__Stated problem__. Put every line from the first line of the records down to and including the line that contains "column 647, row 473" into a JSON list of strings, one string per line, leaving out any blank lines.
------ Data extract ------
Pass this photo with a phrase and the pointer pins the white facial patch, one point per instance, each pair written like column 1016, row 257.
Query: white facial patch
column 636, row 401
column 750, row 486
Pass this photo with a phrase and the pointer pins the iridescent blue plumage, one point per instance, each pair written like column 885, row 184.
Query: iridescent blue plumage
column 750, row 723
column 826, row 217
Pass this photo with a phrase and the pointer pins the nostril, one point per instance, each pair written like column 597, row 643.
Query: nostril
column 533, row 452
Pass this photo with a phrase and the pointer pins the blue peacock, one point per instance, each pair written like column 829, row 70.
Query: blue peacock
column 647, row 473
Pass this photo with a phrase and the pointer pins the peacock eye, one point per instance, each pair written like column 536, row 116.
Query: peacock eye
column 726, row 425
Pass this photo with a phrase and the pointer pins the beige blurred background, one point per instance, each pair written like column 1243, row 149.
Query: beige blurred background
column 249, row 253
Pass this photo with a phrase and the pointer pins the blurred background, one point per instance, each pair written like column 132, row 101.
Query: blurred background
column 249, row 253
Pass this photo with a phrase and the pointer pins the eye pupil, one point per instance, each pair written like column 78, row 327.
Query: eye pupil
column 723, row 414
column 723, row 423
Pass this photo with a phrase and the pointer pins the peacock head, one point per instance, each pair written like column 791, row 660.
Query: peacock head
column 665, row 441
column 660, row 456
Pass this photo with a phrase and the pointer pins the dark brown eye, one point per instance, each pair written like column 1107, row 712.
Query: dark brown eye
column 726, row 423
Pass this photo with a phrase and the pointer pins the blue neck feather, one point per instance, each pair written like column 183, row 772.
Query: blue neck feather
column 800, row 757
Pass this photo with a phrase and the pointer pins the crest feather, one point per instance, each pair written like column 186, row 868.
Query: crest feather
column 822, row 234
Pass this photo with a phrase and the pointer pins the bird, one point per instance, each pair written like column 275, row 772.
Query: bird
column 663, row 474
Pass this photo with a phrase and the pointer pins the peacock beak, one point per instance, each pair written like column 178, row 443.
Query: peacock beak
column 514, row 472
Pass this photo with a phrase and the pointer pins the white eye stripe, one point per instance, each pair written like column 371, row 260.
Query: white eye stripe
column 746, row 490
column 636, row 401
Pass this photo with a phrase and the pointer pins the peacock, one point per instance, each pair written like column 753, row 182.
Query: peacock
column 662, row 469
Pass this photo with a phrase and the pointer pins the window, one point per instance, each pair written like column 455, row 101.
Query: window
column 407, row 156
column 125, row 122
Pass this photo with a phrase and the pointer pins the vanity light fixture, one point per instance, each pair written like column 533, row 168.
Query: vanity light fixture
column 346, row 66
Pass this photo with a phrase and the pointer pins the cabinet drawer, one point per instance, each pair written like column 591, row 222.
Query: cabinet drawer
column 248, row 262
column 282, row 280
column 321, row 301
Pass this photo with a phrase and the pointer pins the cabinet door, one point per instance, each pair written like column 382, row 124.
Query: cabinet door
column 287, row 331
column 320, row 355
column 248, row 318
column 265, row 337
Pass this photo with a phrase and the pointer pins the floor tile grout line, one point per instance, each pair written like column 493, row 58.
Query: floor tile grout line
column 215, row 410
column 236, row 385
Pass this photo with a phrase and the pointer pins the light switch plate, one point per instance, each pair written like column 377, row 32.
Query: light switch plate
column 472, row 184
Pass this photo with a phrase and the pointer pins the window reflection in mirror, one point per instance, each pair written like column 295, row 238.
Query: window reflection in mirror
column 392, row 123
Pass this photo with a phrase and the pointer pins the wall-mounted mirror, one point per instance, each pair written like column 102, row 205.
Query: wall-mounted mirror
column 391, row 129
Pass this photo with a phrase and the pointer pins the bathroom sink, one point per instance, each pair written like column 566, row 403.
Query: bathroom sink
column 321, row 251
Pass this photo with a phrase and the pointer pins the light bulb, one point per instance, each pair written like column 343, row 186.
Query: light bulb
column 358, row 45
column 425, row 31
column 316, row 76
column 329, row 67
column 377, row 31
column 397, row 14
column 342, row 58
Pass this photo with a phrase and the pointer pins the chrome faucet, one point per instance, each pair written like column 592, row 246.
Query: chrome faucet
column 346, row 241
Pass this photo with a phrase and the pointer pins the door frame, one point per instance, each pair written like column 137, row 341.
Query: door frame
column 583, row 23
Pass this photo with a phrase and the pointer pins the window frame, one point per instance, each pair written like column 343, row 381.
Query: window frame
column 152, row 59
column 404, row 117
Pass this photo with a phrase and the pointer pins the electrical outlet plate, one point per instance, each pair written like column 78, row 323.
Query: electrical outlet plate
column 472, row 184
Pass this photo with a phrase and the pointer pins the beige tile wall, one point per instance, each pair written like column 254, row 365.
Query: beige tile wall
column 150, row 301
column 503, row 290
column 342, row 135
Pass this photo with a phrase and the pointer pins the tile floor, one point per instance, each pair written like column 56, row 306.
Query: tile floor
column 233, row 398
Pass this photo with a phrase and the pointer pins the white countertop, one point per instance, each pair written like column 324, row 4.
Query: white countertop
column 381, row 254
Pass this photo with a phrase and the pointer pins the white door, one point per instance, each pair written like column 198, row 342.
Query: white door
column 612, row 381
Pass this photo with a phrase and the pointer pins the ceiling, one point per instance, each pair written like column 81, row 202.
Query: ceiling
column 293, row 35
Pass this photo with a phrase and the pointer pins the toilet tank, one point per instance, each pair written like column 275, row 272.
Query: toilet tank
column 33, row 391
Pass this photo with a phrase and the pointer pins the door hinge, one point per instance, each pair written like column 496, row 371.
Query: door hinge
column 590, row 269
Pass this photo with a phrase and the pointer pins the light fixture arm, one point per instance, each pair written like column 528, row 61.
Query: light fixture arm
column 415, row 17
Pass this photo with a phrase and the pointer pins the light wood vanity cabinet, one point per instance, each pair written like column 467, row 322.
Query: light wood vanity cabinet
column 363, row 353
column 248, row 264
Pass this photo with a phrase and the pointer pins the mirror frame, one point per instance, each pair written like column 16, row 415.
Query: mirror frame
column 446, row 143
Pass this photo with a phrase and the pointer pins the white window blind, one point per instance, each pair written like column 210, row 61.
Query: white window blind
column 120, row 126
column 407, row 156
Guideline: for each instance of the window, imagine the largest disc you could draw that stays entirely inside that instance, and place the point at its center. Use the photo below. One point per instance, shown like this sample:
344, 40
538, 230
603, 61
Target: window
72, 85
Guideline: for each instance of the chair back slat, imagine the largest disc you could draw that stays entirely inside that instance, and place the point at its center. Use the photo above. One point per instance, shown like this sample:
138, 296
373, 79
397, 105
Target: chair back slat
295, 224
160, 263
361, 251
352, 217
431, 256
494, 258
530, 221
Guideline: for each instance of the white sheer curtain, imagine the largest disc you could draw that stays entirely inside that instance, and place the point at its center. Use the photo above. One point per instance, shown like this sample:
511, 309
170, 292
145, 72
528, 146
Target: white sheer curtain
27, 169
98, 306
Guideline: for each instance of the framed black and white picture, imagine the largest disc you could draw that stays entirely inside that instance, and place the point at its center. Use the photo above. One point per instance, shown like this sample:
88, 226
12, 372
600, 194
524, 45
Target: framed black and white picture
------
__Task solution__.
[
  "Pass this photo with a phrase and the pointer pins the white facial patch, one point per instance, each pair written like column 1016, row 257.",
  "Query: white facial patch",
  "column 636, row 401",
  "column 750, row 486",
  "Pass this photo with a phrase and the pointer pins the iridescent blue plumage, one point per instance, each pair written like column 885, row 184.",
  "Query: iridescent blue plumage",
  "column 750, row 723",
  "column 826, row 217",
  "Pass this photo with a phrase and the pointer pins the nostril, one point per instance, each pair written like column 597, row 643.",
  "Query: nostril",
  "column 533, row 452",
  "Pass this photo with a phrase and the pointer pins the blue peacock, one point per instance, each pair written like column 829, row 70.",
  "Query: blue peacock",
  "column 647, row 473"
]